DATA FOR THIS TASK »
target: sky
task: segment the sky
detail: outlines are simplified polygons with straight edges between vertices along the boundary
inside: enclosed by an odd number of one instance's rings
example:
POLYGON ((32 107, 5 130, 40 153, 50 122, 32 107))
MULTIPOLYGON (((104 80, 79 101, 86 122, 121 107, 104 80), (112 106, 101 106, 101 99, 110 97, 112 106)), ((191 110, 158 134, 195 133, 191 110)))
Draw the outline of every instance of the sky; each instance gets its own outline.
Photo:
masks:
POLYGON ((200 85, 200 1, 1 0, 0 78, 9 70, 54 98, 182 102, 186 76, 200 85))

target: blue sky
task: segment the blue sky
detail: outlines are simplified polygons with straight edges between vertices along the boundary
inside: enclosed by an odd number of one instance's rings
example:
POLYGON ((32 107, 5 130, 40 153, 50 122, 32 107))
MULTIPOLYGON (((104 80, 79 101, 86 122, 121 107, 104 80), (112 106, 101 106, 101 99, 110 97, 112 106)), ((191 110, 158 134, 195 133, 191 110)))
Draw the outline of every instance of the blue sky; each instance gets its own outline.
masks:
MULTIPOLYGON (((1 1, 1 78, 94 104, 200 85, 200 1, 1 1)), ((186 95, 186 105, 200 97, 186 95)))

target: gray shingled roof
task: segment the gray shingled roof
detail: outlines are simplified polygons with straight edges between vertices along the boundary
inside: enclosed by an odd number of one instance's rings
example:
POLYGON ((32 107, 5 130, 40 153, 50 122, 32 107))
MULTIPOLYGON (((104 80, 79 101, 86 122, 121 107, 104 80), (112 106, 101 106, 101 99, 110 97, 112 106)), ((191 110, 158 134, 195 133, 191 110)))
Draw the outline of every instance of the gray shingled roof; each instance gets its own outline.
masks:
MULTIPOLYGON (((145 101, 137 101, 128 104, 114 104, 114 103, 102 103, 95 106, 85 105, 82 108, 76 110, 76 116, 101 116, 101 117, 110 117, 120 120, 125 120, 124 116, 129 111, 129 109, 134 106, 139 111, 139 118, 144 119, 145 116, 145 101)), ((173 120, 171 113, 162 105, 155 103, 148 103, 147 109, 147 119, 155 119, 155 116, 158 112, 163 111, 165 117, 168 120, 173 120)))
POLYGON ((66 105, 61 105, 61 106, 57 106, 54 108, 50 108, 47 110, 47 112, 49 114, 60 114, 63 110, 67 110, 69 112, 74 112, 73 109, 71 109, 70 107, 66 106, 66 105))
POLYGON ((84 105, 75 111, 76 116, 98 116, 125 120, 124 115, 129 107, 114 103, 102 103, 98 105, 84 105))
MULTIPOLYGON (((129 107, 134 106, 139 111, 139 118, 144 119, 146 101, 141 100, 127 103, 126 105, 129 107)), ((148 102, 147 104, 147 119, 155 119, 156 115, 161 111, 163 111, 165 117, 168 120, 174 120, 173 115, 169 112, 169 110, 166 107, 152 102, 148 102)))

GOAL OF THE EXERCISE » Reproduce all of the records above line for line, without changing any character.

RESPONSE TO THIS EXERCISE »
target: sky
task: segment the sky
detail: outlines are simplified polygons with straight edges between vertices along the boundary
inside: enclosed by an odd number of one instance's rings
example:
POLYGON ((32 107, 5 130, 40 153, 50 122, 32 107))
MULTIPOLYGON (((104 80, 79 101, 86 122, 121 107, 104 80), (112 106, 101 106, 101 99, 110 97, 112 106)), ((191 110, 158 134, 195 133, 191 110)))
Draw the outline of every instance of the sky; each instance gets its own outline.
Photo:
masks:
POLYGON ((200 85, 200 1, 1 0, 0 78, 9 70, 54 98, 182 102, 186 76, 200 85))

target: blue sky
task: segment the blue sky
detail: outlines are simplified polygons with straight edges between vertices along the boundary
inside: enclosed by an odd number of one instance's rings
example:
POLYGON ((32 107, 5 130, 40 153, 50 122, 32 107))
MULTIPOLYGON (((104 80, 79 101, 86 122, 121 107, 104 80), (112 106, 101 106, 101 99, 110 97, 112 106)), ((191 110, 158 134, 195 133, 191 110)))
Draw the outline of every instance of the blue sky; each instance gets its own outline.
masks:
MULTIPOLYGON (((1 1, 1 78, 94 104, 200 85, 200 1, 1 1)), ((186 95, 186 105, 200 97, 186 95)))

target: gray shingled roof
task: segment the gray shingled roof
detail: outlines are simplified polygons with straight edges between vertices along the boundary
inside: enclosed by an odd number of one instance's rings
example:
POLYGON ((32 107, 5 130, 40 153, 50 122, 32 107))
MULTIPOLYGON (((104 80, 79 101, 86 122, 121 107, 104 80), (112 106, 101 106, 101 99, 110 97, 112 106)), ((191 110, 158 134, 195 133, 191 110)))
Draw the outline of every instance of the gray shingled roof; each instance gets its own outline.
masks:
MULTIPOLYGON (((145 101, 137 101, 128 104, 114 104, 114 103, 102 103, 95 106, 85 105, 82 108, 76 110, 76 116, 101 116, 101 117, 110 117, 120 120, 125 120, 124 116, 129 111, 129 109, 134 106, 139 111, 139 118, 144 119, 145 116, 145 101)), ((173 120, 171 113, 162 105, 155 103, 148 103, 147 109, 147 119, 155 119, 155 116, 158 112, 163 111, 165 117, 168 120, 173 120)))
POLYGON ((66 105, 61 105, 61 106, 57 106, 54 108, 50 108, 47 110, 47 112, 49 114, 60 114, 63 110, 67 110, 69 112, 74 112, 73 109, 71 109, 70 107, 66 106, 66 105))
POLYGON ((84 105, 75 111, 76 116, 98 116, 125 120, 124 115, 129 107, 114 103, 102 103, 98 105, 84 105))
MULTIPOLYGON (((129 107, 134 106, 139 111, 139 118, 144 119, 146 101, 141 100, 127 103, 126 105, 129 107)), ((148 102, 147 104, 147 119, 155 119, 156 115, 161 111, 163 111, 165 117, 168 120, 174 120, 173 115, 169 112, 169 110, 166 107, 152 102, 148 102)))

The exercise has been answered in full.